> **Source extract**:
--------------------------------

The ZR100 is a high-end camera in Casio's range but we don't think it's as well designed as the FH100. This is mainly due to the removal of the deep grip handle, which has been replaced by a bump of barely three millimetres deep. To be fair though, that doesn't cause too many problems, as the plastic bar supports your middle finger perfectly while your thumb rests on the mode-selection dial.

One new feature on the back of the camera is the 460,000-dot definition screen. This tends to display grey shades a little too lightly and colour fidelity is way off the mark (the deltaE is 9 when it should ideally be under 3), but it's still a nice, detailed screen that's pleasant to use, especially thanks to its wide viewing angles.

Otherwise, there's not much new, but we're disappointed to see that the shutter-release button with an integrated control for switching between Full HD video and high-speed video in the FH100 has been ditched in this new model. You therefore have to use the internal menus to switch between these modes, which is much less practical. It does, however, mean that the ZR100 has the same shutter button as the H30, which almost certainly saves Casio a few quid.

The interface is nice enough, even if Canon and Panasonic systems are simpler to use. You use the Quick menu to change settings like shutter speed and aperture in the camera's manual modes. Note that the Quick menu can't be customised like it can in the H30, which means you'll have to go in and out of the menus quite often if you like to play around with the settings.

Like Casio's H-series cameras, the ZR100 is loaded with the excellent NP-130 battery, which has twice the capacity of most other digital camera batteries (6.7 Wh, compared with 3.3 Wh for Olympus and Panasonic superzooms or 3.4 Wh for Sony models). The battery life is therefore advertised at 450 photos in spite of a power-hungry processor, which means you can take this camera out for a day of eager snapping with no need to worry about it running out.


One problem with the ZR100 is its start-up time. Although superzoom cameras rarely start up in less than two seconds, 2.6 seconds is still a bit of a long time to wait when you've spotted something you want to capture before it's too late.

That's a real shame, since the ZR100 is otherwise a relatively responsive camera. The autofocus works in under a second in pretty much all situations and in under half a second in good light conditions. Plus, you only have to wait two seconds between taking two photos, which is really very good.

The burst mode can be set to between 3 and 30 frames per second. You can take a maximum of 30 pictures in burst mode (to the capacity of the buffer memory), taking from 1 to 10 seconds. Unlike many compacts that have this kind of high-speed burst mode, the ZR100 doesn't freeze up completely until it's finished copying the photos from the buffer memory to the memory card. A counter appears on the screen as soon as you take your finger off the shutter-release button, showing the amount of buffer memory space remaining and the maximum possible burst time. You can then take another burst of pictures straight away. This is something often seen in SLRs but it's still quite rare in compact cameras.

--------------------------------

> **Problem to solve**:
According to the camera review, how long does the ZR100 take to start up?

> **Extracted data entries**:
--------------------------------

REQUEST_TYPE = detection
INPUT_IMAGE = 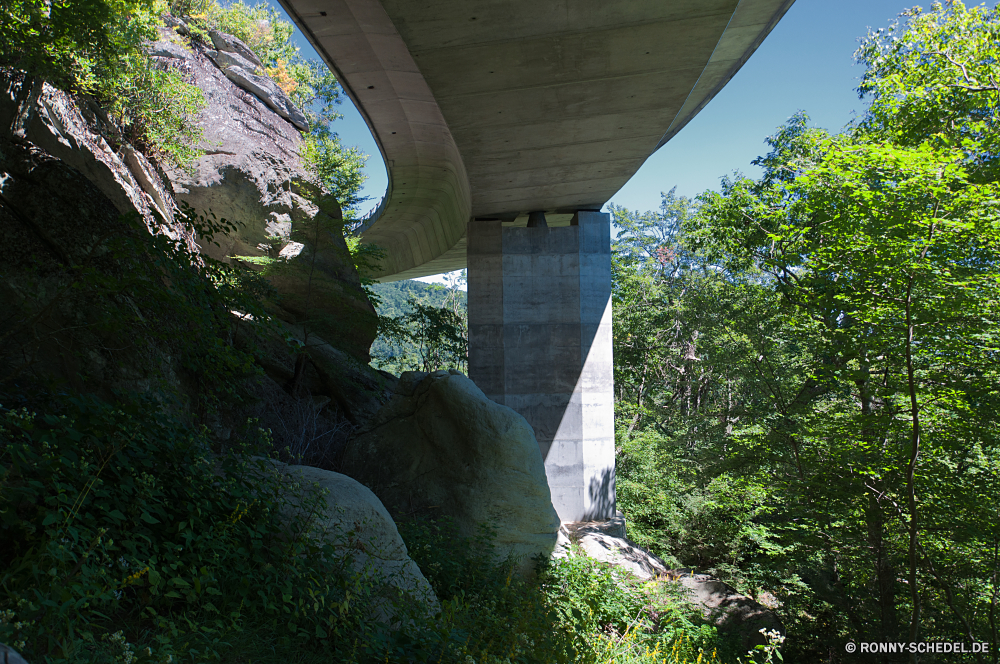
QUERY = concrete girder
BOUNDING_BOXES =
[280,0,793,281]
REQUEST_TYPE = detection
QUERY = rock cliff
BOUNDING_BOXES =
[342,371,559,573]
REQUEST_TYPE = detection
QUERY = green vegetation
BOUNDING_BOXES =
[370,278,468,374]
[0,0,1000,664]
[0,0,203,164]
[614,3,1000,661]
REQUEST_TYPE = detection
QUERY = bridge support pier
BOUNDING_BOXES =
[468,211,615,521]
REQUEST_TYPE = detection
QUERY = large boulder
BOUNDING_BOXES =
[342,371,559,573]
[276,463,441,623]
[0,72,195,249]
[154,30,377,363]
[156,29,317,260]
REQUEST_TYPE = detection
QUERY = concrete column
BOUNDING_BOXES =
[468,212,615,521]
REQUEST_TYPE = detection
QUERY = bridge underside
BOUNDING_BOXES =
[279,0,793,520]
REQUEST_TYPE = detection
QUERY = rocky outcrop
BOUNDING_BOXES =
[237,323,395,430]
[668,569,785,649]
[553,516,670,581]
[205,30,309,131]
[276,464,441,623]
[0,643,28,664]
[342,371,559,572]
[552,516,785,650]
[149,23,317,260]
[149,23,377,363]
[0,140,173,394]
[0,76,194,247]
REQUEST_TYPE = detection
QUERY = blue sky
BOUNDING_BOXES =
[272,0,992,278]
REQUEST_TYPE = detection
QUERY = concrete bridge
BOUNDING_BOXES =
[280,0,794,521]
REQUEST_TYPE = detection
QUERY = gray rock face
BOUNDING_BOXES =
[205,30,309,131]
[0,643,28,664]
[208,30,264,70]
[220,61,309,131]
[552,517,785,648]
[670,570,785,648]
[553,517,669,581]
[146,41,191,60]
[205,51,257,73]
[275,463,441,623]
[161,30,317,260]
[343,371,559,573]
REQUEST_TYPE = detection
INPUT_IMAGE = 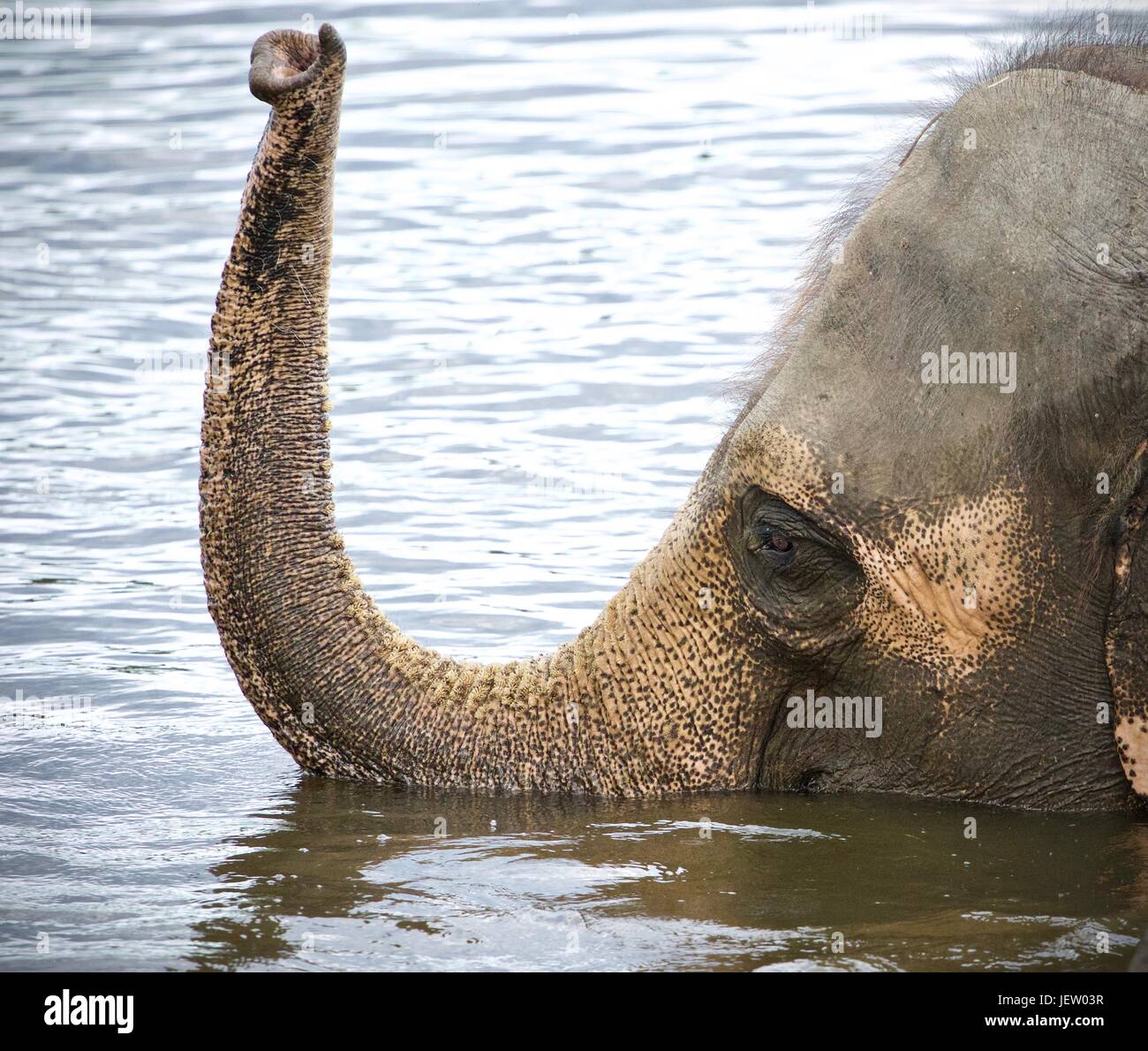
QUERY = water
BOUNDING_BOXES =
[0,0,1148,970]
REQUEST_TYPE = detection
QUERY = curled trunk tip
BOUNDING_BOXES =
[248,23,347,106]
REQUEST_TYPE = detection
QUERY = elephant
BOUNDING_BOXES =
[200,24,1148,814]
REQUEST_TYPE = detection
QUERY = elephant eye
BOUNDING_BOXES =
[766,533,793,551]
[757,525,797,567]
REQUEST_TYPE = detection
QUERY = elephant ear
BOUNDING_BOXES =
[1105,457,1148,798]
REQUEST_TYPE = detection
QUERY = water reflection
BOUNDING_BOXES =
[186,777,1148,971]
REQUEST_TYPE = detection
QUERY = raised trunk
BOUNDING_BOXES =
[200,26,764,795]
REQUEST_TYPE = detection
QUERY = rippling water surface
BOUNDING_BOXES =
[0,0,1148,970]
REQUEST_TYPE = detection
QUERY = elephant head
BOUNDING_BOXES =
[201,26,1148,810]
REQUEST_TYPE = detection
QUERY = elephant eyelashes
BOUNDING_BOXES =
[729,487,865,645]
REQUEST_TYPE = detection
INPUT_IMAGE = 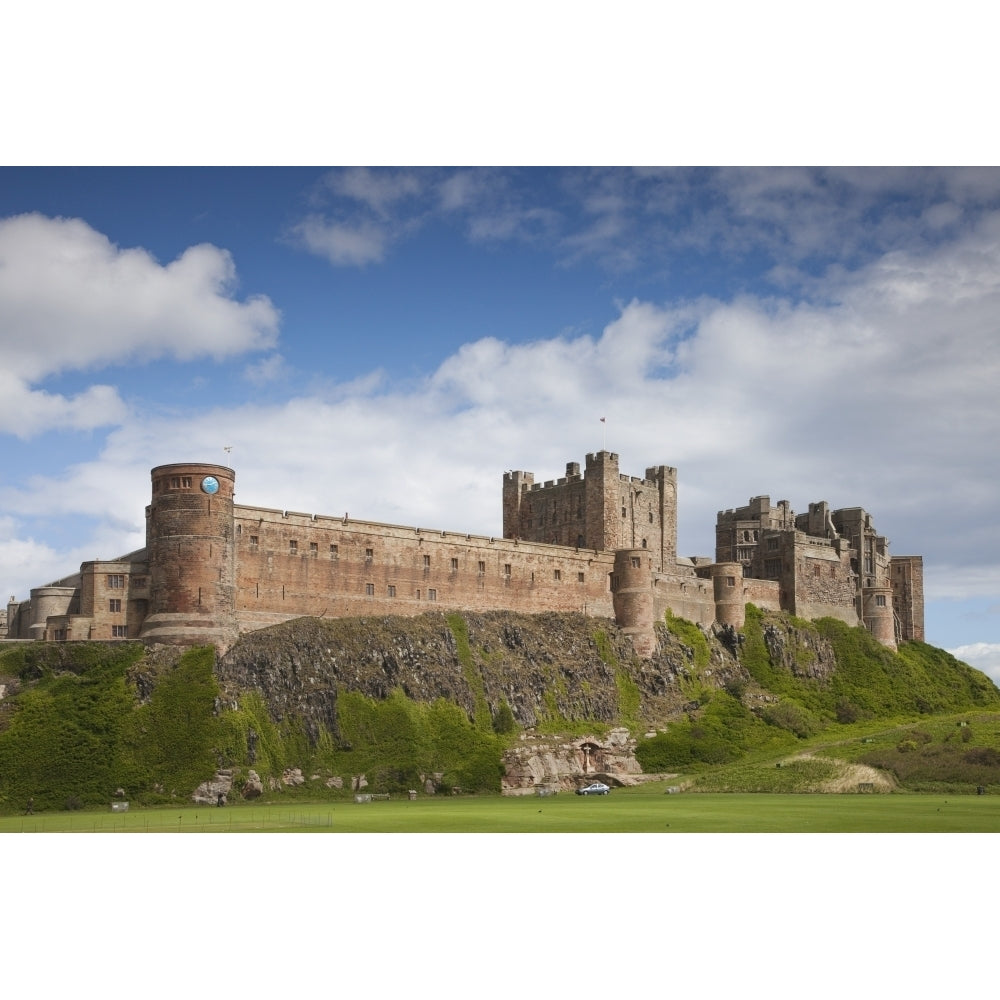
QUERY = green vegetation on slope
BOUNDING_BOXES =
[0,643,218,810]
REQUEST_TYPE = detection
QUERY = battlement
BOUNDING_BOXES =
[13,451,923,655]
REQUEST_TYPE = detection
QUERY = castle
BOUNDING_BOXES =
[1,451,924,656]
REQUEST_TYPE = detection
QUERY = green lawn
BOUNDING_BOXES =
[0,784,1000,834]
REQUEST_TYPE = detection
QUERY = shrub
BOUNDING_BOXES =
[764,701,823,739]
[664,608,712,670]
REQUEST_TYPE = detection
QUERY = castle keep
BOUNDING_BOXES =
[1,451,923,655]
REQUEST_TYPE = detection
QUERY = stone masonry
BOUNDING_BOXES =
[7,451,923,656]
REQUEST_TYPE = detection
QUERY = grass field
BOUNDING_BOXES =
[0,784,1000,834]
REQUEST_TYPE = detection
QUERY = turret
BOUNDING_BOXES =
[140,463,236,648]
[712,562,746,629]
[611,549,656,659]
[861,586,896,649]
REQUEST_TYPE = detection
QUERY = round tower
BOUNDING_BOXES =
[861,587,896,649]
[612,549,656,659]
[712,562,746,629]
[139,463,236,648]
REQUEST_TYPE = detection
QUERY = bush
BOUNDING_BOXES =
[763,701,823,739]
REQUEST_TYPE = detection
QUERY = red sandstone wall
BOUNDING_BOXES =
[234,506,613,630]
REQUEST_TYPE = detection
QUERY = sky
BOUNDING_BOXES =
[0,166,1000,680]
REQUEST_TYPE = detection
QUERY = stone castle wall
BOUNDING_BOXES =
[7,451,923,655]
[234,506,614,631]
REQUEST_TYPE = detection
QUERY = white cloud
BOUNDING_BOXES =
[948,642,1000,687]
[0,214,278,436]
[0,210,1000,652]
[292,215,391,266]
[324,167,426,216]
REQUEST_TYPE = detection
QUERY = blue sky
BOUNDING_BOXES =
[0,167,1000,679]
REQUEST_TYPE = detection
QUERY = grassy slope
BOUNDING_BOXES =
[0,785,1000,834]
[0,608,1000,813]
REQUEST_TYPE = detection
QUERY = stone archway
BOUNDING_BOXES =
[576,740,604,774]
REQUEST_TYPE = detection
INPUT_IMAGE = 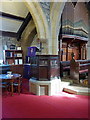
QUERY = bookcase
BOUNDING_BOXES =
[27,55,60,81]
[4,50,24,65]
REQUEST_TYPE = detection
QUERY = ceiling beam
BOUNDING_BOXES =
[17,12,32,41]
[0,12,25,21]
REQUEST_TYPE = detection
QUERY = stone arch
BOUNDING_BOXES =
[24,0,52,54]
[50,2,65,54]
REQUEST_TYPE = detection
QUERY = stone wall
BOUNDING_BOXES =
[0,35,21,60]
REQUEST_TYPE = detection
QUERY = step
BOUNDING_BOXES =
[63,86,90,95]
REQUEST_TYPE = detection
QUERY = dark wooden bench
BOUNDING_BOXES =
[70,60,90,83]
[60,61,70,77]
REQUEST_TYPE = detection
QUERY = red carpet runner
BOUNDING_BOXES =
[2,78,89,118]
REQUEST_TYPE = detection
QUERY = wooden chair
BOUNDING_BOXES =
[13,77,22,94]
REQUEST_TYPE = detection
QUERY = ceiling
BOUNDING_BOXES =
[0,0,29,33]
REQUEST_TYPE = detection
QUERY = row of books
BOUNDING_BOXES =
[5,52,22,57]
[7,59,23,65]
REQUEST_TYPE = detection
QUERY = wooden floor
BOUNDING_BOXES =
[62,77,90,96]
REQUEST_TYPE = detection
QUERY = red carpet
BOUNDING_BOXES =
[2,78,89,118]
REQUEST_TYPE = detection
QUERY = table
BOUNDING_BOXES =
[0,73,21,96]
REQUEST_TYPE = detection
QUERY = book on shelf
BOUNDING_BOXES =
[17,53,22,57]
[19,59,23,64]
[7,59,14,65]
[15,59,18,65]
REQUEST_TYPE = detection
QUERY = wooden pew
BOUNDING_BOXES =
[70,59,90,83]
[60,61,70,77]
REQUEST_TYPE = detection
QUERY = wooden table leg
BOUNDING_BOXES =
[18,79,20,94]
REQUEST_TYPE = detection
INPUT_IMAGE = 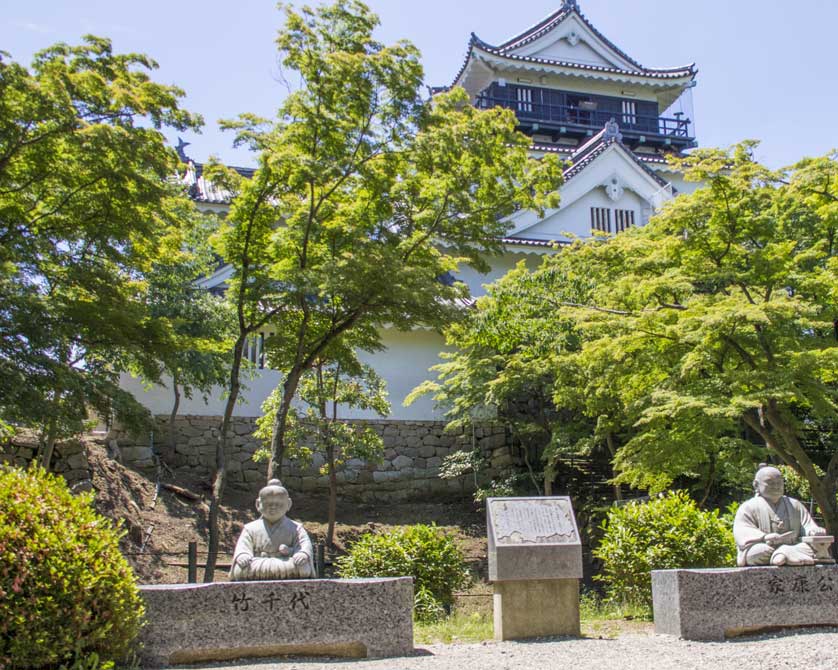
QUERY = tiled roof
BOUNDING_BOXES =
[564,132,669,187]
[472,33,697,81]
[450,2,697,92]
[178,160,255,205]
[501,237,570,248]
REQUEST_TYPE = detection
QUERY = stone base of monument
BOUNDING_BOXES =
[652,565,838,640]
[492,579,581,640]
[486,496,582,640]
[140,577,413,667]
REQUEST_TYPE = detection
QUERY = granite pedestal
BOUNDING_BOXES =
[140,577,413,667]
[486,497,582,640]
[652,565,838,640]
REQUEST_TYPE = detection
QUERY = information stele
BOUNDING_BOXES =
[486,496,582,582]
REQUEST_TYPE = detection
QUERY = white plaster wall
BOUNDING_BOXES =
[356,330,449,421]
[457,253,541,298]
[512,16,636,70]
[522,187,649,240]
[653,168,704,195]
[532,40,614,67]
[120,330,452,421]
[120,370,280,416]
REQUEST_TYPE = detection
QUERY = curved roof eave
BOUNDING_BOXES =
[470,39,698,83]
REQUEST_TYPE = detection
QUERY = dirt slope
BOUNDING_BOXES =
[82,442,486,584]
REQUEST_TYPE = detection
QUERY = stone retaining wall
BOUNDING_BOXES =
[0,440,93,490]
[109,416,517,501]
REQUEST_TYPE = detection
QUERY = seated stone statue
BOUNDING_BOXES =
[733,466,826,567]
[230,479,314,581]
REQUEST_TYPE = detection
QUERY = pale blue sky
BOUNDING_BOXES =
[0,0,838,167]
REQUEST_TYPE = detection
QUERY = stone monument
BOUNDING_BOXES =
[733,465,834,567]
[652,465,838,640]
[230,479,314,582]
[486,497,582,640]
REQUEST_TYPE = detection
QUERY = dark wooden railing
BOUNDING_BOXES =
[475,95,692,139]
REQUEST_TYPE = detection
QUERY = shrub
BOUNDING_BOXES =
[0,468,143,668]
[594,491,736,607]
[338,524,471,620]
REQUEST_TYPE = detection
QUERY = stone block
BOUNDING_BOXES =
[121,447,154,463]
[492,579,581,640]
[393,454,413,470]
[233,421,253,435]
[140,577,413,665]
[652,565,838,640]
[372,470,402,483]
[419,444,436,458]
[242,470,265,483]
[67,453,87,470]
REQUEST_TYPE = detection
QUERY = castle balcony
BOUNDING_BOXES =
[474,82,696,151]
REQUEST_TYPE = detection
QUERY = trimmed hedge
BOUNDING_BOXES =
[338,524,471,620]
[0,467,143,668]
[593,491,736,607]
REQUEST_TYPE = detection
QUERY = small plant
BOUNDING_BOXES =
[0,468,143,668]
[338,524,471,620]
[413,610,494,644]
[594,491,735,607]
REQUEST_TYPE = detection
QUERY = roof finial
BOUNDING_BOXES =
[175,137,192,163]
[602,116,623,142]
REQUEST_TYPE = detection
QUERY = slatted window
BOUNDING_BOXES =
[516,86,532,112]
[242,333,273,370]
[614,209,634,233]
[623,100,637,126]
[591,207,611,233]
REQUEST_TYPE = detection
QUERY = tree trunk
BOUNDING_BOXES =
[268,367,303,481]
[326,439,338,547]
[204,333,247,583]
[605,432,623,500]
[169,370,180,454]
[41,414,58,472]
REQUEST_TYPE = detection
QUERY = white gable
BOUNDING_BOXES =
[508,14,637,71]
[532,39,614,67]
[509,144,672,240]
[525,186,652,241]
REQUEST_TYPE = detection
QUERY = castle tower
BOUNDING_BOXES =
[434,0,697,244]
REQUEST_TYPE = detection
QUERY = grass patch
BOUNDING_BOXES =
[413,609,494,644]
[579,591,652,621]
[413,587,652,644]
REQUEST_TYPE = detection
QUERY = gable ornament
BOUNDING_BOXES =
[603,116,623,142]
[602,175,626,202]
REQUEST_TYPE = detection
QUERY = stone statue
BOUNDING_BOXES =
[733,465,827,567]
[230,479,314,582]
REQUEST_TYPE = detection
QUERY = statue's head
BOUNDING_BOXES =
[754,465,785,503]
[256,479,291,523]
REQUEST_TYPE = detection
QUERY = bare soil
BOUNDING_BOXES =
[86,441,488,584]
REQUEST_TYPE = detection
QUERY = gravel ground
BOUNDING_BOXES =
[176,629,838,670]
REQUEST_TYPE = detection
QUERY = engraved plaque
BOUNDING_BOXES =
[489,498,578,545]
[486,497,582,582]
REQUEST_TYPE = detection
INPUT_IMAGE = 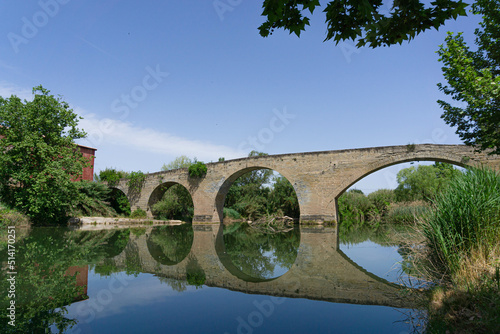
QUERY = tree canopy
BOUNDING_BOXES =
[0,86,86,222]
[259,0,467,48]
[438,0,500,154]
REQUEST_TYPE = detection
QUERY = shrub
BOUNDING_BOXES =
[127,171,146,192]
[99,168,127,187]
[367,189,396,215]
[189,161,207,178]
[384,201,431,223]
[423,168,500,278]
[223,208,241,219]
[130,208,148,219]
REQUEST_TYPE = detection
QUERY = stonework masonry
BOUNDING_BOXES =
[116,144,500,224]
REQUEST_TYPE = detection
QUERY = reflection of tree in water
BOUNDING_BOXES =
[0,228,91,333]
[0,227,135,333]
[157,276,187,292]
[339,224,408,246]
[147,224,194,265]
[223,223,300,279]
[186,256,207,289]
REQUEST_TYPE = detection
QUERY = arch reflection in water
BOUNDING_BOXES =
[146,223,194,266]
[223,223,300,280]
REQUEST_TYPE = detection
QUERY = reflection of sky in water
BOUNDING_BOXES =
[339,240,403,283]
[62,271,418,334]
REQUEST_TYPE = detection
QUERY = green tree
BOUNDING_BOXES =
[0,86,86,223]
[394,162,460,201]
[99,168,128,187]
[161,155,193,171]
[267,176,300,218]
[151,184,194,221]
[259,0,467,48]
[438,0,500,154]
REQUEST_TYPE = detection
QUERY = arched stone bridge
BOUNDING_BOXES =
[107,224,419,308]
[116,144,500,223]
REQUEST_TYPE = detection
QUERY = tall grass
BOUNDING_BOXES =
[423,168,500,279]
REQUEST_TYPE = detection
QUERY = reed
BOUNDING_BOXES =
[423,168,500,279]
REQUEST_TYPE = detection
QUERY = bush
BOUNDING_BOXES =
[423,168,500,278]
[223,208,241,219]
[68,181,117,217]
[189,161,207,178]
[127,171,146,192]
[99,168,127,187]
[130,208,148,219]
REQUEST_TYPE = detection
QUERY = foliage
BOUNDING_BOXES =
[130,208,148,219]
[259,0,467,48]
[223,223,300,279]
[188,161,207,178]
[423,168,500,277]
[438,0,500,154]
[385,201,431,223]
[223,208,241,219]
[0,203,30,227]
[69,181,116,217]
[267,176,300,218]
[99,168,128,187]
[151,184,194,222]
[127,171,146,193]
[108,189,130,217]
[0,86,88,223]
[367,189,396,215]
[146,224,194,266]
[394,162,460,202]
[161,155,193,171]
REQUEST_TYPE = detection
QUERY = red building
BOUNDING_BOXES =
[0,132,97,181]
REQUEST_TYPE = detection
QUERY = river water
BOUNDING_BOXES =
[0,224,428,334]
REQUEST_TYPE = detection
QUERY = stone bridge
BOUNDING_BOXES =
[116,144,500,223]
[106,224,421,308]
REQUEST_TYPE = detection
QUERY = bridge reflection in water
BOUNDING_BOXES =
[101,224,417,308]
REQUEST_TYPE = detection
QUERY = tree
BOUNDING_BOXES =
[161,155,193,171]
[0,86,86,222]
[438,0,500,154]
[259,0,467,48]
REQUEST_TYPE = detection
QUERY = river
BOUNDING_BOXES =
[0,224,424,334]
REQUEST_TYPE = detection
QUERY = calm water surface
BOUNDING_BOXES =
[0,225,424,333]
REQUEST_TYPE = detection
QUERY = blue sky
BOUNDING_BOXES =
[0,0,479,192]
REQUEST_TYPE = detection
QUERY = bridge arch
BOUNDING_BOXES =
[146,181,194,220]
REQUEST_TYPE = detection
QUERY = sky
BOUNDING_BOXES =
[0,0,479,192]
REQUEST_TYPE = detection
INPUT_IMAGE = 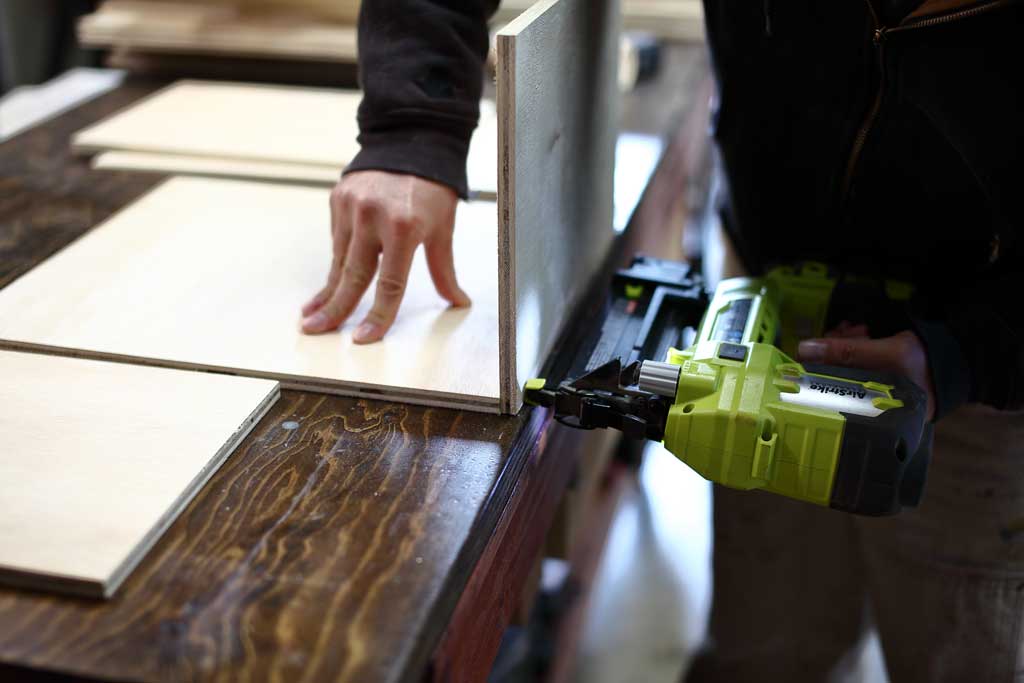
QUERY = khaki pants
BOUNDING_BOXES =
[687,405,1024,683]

--------------------------------

> **Reply to the task**:
2.6 seconds.